Goal:
Retype the rows below exactly as they appear, leaving out the pictures.

Boundary labeling items:
┄┄┄┄┄┄┄┄┄┄

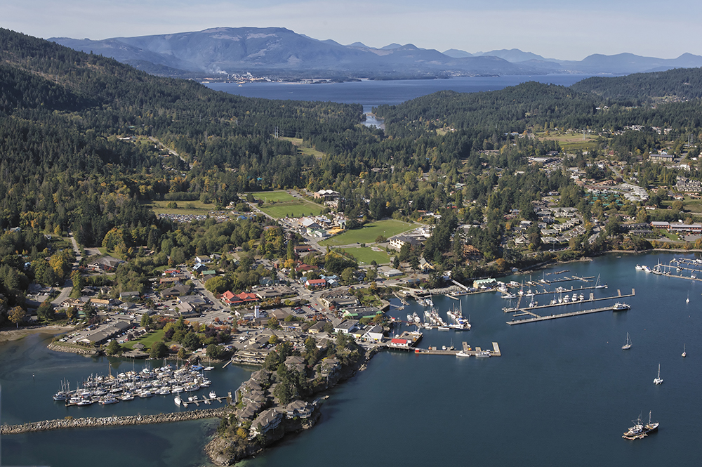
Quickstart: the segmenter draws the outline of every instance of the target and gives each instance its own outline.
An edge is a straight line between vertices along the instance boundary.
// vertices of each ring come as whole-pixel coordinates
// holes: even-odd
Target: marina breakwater
[[[203,409],[183,412],[158,414],[157,415],[131,415],[128,416],[66,417],[55,420],[34,421],[22,425],[0,426],[0,435],[18,435],[20,433],[65,428],[98,428],[102,426],[125,426],[127,425],[147,425],[150,423],[170,423],[186,420],[215,419],[225,416],[230,412],[228,407]]]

┄┄┄┄┄┄┄┄┄┄

Result:
Quickstart: the segmenter draws the outline of every instance of the target and gives each instance its own outline.
An edge is a straight line between vertices along the instance boundary.
// vertices of each ring come as whole-pixel coordinates
// holes: even-odd
Target: marina breakwater
[[[203,409],[183,412],[158,414],[157,415],[131,415],[128,416],[66,417],[55,420],[34,421],[22,425],[0,426],[0,435],[18,435],[20,433],[65,428],[98,428],[102,426],[125,426],[127,425],[147,425],[150,423],[170,423],[186,420],[215,419],[225,416],[230,412],[228,407]]]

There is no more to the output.